**Problem to work on:** Scan the material for the word "microphone", then return every line where it appears.

**Provided data:**
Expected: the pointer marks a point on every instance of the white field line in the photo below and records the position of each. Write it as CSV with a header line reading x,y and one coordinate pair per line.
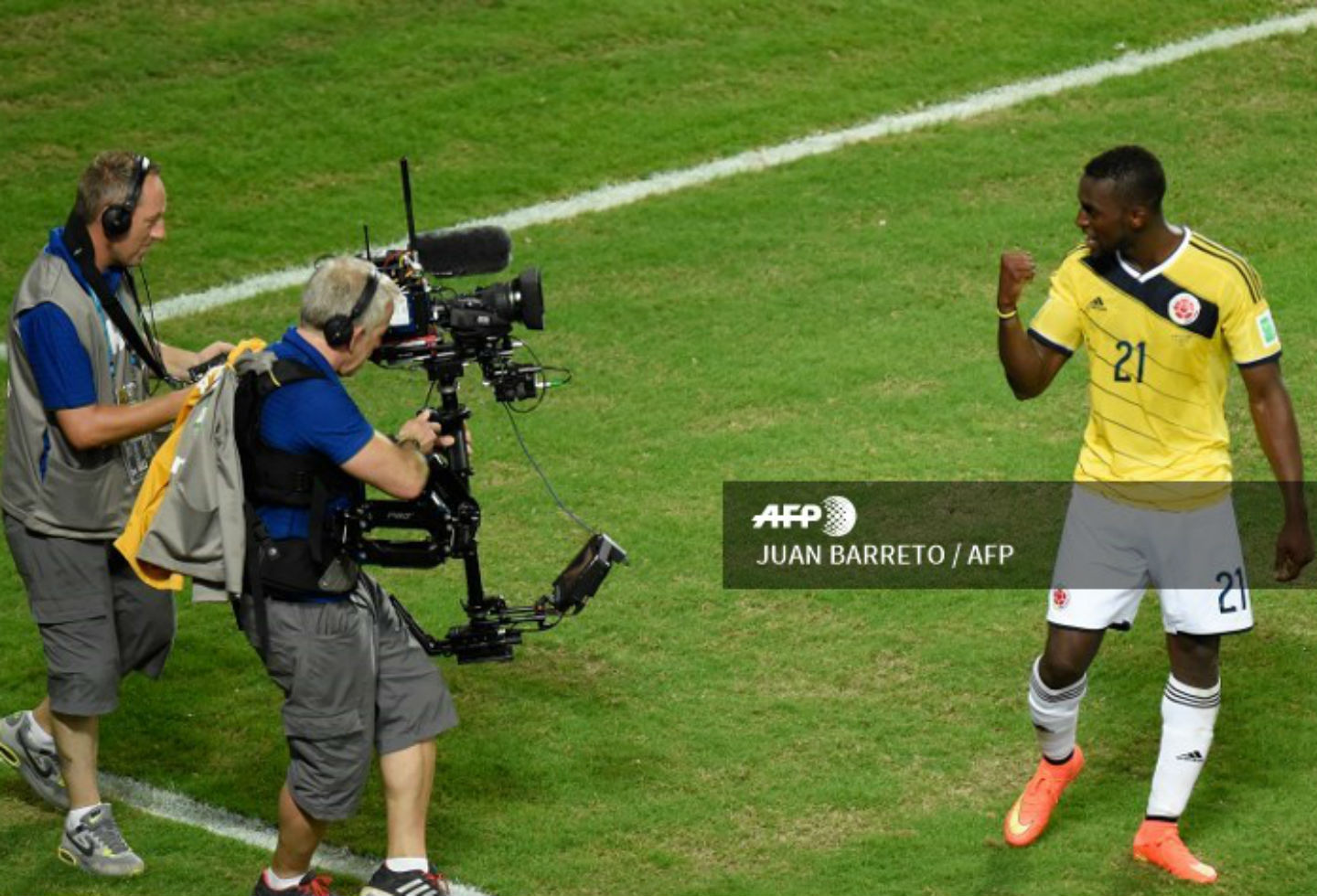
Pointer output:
x,y
176,806
760,159
218,821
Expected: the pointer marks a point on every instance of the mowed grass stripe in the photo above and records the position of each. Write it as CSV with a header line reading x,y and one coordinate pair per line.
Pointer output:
x,y
771,156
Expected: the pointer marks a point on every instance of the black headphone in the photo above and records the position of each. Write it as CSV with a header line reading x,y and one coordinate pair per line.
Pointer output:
x,y
338,328
117,220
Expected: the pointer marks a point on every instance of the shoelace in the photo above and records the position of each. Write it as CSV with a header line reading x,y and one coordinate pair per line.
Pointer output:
x,y
1051,785
1171,842
317,886
103,829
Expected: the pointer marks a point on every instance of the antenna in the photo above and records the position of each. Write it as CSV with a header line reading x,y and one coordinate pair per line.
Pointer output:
x,y
412,221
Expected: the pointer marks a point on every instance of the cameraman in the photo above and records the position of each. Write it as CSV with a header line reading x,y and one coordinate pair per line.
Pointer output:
x,y
352,675
78,443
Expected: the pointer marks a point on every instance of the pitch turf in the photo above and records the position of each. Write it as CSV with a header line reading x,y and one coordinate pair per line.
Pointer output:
x,y
829,320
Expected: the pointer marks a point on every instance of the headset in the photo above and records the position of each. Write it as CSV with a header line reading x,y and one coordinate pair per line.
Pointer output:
x,y
338,328
117,219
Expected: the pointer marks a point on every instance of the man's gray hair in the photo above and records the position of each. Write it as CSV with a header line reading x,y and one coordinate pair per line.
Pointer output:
x,y
335,288
107,182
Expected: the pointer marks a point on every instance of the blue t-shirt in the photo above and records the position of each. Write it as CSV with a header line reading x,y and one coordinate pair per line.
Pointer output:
x,y
59,359
313,416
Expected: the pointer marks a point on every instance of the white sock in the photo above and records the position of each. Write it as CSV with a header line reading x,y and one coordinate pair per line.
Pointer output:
x,y
39,736
1055,715
275,881
78,815
1188,716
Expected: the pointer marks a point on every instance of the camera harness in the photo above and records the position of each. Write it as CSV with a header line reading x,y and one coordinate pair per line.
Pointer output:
x,y
290,567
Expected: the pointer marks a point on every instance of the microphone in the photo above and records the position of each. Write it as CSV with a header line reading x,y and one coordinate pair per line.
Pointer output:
x,y
460,253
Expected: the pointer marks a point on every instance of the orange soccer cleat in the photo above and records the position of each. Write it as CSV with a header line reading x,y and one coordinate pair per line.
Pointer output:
x,y
1158,842
1027,818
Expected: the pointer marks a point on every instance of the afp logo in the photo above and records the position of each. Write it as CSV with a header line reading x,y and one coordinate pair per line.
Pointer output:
x,y
835,512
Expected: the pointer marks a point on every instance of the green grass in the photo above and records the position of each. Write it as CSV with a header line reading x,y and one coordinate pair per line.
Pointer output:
x,y
830,320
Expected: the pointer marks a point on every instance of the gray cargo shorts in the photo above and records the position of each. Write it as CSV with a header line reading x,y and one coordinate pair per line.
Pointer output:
x,y
98,620
353,680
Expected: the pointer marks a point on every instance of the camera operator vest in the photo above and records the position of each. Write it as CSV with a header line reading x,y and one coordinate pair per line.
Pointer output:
x,y
289,569
50,485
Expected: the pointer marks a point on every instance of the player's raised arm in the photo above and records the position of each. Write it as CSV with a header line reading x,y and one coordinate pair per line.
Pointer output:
x,y
1030,366
1278,433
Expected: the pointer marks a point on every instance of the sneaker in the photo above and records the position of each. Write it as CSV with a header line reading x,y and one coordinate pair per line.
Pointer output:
x,y
96,845
1158,842
38,766
406,883
1027,818
311,884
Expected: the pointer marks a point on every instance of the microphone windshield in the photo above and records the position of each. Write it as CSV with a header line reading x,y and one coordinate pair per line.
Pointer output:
x,y
461,253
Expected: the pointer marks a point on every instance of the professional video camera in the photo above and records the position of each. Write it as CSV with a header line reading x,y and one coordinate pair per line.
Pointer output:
x,y
442,330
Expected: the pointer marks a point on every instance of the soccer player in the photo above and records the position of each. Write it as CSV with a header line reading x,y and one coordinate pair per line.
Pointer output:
x,y
1162,312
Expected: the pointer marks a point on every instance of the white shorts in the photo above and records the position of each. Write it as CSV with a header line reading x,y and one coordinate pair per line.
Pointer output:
x,y
1110,553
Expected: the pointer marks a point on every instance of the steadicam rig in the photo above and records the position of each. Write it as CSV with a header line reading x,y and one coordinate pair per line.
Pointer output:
x,y
440,330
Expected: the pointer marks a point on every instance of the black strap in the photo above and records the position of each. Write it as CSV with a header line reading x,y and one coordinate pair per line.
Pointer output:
x,y
78,241
257,541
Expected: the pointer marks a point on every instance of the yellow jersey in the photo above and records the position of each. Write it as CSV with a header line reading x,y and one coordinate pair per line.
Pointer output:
x,y
1159,350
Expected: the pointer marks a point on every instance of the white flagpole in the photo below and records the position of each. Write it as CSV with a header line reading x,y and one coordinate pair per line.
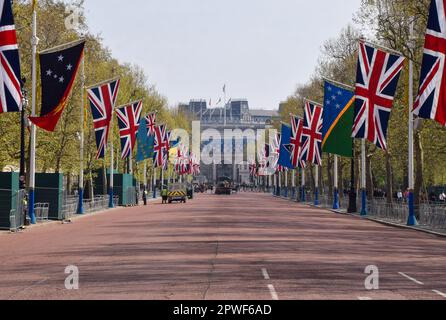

**Solution to this task:**
Expected: the pointer marks a point on every instance of the microphone in the photo above and records the position of each. Write it as CSV with a header line reading x,y and one coordinate pair per line.
Expected: the pointer marks a point on every instance of the microphone windshield in the photo above and records the position of each. Write it as CSV with a header line reading x,y and one coordinate pair per line.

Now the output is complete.